## Source material
----

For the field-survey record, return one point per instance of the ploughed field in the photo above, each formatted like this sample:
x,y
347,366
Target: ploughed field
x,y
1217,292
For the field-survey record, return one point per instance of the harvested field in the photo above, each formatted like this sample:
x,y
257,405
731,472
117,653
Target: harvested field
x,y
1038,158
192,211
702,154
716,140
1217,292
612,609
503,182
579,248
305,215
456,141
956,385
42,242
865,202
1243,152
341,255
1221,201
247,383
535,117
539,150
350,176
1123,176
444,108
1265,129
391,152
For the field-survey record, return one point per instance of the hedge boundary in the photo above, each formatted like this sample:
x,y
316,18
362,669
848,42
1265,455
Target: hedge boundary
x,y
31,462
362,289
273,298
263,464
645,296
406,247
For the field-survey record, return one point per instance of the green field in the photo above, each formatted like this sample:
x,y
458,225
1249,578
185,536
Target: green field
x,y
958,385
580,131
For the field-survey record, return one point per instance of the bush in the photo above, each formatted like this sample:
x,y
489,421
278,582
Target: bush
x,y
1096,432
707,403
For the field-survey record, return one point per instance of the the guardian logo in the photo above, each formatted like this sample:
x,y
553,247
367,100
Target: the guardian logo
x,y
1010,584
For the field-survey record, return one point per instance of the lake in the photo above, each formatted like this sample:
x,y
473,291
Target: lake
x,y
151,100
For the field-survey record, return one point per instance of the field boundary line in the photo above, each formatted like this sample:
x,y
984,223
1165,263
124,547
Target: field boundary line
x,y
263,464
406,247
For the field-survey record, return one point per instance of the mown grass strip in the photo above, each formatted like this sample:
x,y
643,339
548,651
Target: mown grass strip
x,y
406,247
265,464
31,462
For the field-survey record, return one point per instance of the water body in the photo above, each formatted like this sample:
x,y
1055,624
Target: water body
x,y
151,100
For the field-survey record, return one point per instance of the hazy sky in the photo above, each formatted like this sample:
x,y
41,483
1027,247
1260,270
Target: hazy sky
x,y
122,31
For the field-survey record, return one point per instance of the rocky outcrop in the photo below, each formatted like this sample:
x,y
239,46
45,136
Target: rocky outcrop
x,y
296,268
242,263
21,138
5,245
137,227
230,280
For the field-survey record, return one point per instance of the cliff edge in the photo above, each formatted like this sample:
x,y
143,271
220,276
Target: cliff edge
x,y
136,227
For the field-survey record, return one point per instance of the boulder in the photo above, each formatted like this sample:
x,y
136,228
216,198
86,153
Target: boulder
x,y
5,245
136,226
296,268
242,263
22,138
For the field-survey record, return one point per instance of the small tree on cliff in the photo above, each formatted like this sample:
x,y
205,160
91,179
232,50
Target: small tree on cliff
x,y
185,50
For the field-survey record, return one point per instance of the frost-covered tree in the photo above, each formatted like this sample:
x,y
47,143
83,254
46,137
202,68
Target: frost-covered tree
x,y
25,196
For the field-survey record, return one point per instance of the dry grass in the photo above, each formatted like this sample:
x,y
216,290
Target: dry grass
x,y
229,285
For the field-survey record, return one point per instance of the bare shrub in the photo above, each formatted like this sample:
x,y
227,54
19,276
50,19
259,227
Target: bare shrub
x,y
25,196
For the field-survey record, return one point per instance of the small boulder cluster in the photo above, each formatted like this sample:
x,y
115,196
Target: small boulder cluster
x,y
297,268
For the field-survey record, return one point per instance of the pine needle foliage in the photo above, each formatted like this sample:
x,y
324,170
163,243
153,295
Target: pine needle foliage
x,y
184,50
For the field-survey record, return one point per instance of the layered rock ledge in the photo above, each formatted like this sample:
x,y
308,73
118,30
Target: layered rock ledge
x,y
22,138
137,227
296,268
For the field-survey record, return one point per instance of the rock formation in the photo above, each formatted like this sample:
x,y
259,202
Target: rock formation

----

Recast all of the data above as a JSON list of strings, with one string for each line and blank lines omitted.

[
  "For the field-survey record, return one point per instance of the ploughed field in the photo above, each formatted like this sample:",
  "x,y",
  "347,366",
  "Target: ploughed field",
  "x,y",
  "1217,292",
  "For the field-survey record, return one point per instance of the harvested field in the photo above, each formatted like this sample:",
  "x,y",
  "257,405",
  "731,472",
  "117,653",
  "Target: harvested field",
  "x,y",
  "1038,158",
  "192,211",
  "702,154",
  "716,140",
  "1217,292",
  "612,609",
  "503,182",
  "579,248",
  "305,215",
  "456,141",
  "956,385",
  "42,242",
  "865,202",
  "1243,152",
  "341,255",
  "1221,201",
  "247,383",
  "535,117",
  "539,150",
  "350,176",
  "1123,176",
  "444,108",
  "1265,129",
  "391,152",
  "For the field-survey record, return one point per instance of the hedge boundary in the photo above, each formatted like this sample:",
  "x,y",
  "316,18",
  "362,669",
  "848,42",
  "1265,455",
  "Target: hedge boundary",
  "x,y",
  "31,462",
  "362,289",
  "273,298",
  "263,464",
  "645,296",
  "406,247",
  "For the field-survey record, return one point per instance of the green field in the photo above, each formatted like this sample:",
  "x,y",
  "458,225",
  "1249,578",
  "185,536",
  "Target: green field",
  "x,y",
  "958,385",
  "580,131",
  "For the field-survey record, return one point per instance of the bush in the photo above, each formatted like this sample:",
  "x,y",
  "489,421",
  "278,582",
  "Target: bush",
  "x,y",
  "1096,432",
  "707,403",
  "For the field-survey record, return one point per instance of the the guardian logo in the photo above, each formatted like this sample:",
  "x,y",
  "553,247",
  "367,100",
  "Target: the guardian logo",
  "x,y",
  "1010,584",
  "For the field-survey record, return one point per instance of the lake in the photo above, each formatted like this sample:",
  "x,y",
  "473,291",
  "Target: lake",
  "x,y",
  "151,100",
  "For the field-survey record, return one point per instance of the field boundary line in the photo above, each formatted like this sample:",
  "x,y",
  "984,223",
  "1165,263",
  "124,547",
  "Target: field boundary line",
  "x,y",
  "263,464",
  "406,247",
  "For the field-survey record, return one point per instance of the mown grass strip in the photo above, each formatted like this sample:",
  "x,y",
  "643,339",
  "548,651",
  "Target: mown grass strip",
  "x,y",
  "406,247",
  "265,464",
  "31,462",
  "For the field-survey record, return one point per instance of the water body in the photo above, each formatted like this sample:",
  "x,y",
  "1055,624",
  "Target: water body",
  "x,y",
  "151,100",
  "For the field-survey record, return one point per instance of the hazy sky in the photo above, each formatted like this sample:",
  "x,y",
  "41,483",
  "1027,247",
  "1260,270",
  "Target: hazy sky",
  "x,y",
  "122,31",
  "For the field-survey record, return one point per instance of the rocky outcrop in the photo below, each formatted like this sample:",
  "x,y",
  "239,46",
  "45,136",
  "Target: rocky outcrop",
  "x,y",
  "296,268",
  "242,263",
  "21,138",
  "5,245",
  "137,227",
  "230,280",
  "For the field-survey record, return one point per instance of the cliff edge in the photo above, each formatted like this sample:",
  "x,y",
  "143,271",
  "220,276",
  "Target: cliff edge",
  "x,y",
  "136,227",
  "For the field-survey record, return one point per instance of the boulder in the photo above, each formatted like this sample:",
  "x,y",
  "136,228",
  "216,198",
  "86,153",
  "Target: boulder",
  "x,y",
  "5,245",
  "136,226",
  "296,268",
  "242,263",
  "22,138",
  "For the field-survey record, return one point per instance of the small tree on cliff in the photo above, each formatted like this sample:",
  "x,y",
  "205,160",
  "91,179",
  "232,50",
  "Target: small tree on cliff",
  "x,y",
  "185,50",
  "For the field-survey record, return one point per instance of the frost-covered tree in the photo above, each formatted like this sample:",
  "x,y",
  "47,143",
  "83,254",
  "46,137",
  "202,68",
  "Target: frost-covered tree",
  "x,y",
  "25,196",
  "For the field-survey record, return one point per instance of the dry grass in the photo above, each formatted like this sample:",
  "x,y",
  "216,290",
  "Target: dry grass",
  "x,y",
  "229,285",
  "For the field-survey record, return one point per instance of the bare shrub in the photo above, each formatted like this sample:",
  "x,y",
  "227,54",
  "19,276",
  "50,19",
  "259,227",
  "Target: bare shrub",
  "x,y",
  "25,196",
  "For the field-survey record, return one point per instance of the small boulder cluster in the photo above, each formatted like this sample:",
  "x,y",
  "115,196",
  "Target: small boulder cluster",
  "x,y",
  "297,268",
  "For the field-survey record, return one point per instance of the pine needle foliage in the photo above, each formatted like this sample:",
  "x,y",
  "324,170",
  "163,243",
  "153,295",
  "Target: pine needle foliage",
  "x,y",
  "184,50",
  "For the field-survey record, return one point per instance of the layered rock ledge in the photo above, each formatted like this sample:",
  "x,y",
  "308,73",
  "118,30",
  "Target: layered rock ledge",
  "x,y",
  "22,138",
  "137,227",
  "296,268",
  "For the field-survey record, return one point per instance of the rock formation in the photo above, each formatted like this sample:",
  "x,y",
  "259,202",
  "Target: rock formation"
]